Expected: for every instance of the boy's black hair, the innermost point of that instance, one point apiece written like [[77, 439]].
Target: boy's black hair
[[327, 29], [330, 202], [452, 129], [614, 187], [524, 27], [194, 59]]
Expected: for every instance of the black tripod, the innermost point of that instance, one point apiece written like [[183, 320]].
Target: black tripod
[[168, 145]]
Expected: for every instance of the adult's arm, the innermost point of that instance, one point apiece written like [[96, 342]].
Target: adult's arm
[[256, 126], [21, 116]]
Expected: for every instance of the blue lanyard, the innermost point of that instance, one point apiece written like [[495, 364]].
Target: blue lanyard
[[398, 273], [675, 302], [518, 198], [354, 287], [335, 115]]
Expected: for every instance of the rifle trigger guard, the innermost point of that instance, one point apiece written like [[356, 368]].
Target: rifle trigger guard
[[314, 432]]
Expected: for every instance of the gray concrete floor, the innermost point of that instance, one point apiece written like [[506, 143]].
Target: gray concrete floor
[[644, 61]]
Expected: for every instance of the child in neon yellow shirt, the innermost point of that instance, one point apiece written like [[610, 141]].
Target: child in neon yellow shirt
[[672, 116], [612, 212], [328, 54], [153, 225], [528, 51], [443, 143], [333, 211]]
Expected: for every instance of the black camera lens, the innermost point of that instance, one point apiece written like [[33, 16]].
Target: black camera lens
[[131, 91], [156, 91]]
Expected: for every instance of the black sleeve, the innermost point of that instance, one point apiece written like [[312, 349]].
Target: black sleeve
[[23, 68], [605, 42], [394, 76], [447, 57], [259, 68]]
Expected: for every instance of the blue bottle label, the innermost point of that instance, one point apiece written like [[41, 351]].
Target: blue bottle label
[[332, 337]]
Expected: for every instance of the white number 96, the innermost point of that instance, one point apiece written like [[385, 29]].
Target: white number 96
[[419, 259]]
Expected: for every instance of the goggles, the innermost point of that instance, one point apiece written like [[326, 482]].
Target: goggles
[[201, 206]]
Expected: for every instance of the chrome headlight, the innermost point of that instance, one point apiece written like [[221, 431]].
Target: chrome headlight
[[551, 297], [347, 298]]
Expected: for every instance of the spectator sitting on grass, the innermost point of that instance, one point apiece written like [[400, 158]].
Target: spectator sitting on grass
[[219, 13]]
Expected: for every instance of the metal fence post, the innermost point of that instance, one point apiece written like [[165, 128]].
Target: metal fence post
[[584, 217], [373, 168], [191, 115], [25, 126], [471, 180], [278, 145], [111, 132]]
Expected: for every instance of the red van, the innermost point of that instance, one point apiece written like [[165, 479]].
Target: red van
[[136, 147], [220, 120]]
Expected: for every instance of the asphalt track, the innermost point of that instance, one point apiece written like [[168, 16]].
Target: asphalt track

◇ ◇ ◇ ◇ ◇

Exercise objective
When you copy the material, keep every line exactly as it stands.

Reply
Expected: for every instance of the boy's black hair, the innermost point of that instance, one point apiece written like [[77, 439]].
Target: boy's black hair
[[327, 29], [330, 202], [452, 129], [614, 187], [524, 27], [194, 59]]
Expected: for every instance of the black tripod, the innermost point of that instance, one point apiece written like [[183, 320]].
Target: black tripod
[[168, 145]]
Expected: for every instance of the adult's arm, the innermost point of that instance, one point apiece written like [[96, 342]].
Target: adult's arm
[[256, 126], [21, 116]]
Expected: for every instance of the blue lanyard, the innermost point of that instance, one point apiece written like [[495, 364]].
Target: blue lanyard
[[398, 273], [675, 302], [518, 198], [354, 287], [335, 115]]
Expected: for every instance of the rifle trigger guard, the innermost point of that instance, one point apiece written like [[356, 368]].
Target: rifle trigger guard
[[314, 432]]
Expected: for every instance of the gray concrete floor, the innermost point of that instance, one point apiece written like [[506, 143]].
Target: gray concrete floor
[[644, 61]]
Expected: for every instance of the child in neon yellow shirt, the innermost point of that instance, one point apiece written like [[610, 141]].
Target: child in neon yellow shirt
[[672, 116], [612, 212], [328, 54], [153, 225], [528, 51], [443, 143], [333, 211]]
Expected: for every instance of the black camera lens, the innermost point of that instance, one point apiece written like [[33, 16]].
Target: black camera lens
[[131, 91], [156, 91]]
Expected: for every instance of the black sleeve, the innermost point of that instance, one point apiece written like [[312, 349]].
Target: black sleeve
[[23, 68], [605, 42], [394, 76], [447, 57], [259, 68]]
Expected: for every instance of the blue bottle label, the innermost point of that instance, one point apiece written like [[41, 351]].
Target: blue bottle label
[[332, 337]]
Expected: for every instance of the white number 96, the innermost point of that instance, one point apiece written like [[385, 29]].
Target: white number 96
[[419, 259]]
Expected: for every instance of the goggles, the innermost point of that instance, one point apiece written like [[326, 482]].
Target: goggles
[[201, 206]]
Expected: for every instance of the chrome headlight, the innermost point of that instance, one point apiece written like [[221, 431]].
Target: chrome headlight
[[551, 297], [347, 298]]
Expected: for every instance of the spectator sitting on grass, the innermost point of that instance, one point apiece written like [[400, 158]].
Target: spectator sitting on grass
[[219, 13]]
Expected: for every instance of the metal fence post, the innermost point of that instance, one point apiece written like [[165, 128]].
Target: metal fence post
[[584, 217], [373, 168], [191, 115], [25, 126], [471, 180], [278, 145], [111, 132]]
Expected: for every instance of the red van, the innermost point of that instance, one point apiece written like [[165, 479]].
Target: red van
[[136, 147], [220, 120]]
Expected: for every instance of the asphalt track, the innermost point of that instance, one point apiece written like [[168, 16]].
Target: asphalt track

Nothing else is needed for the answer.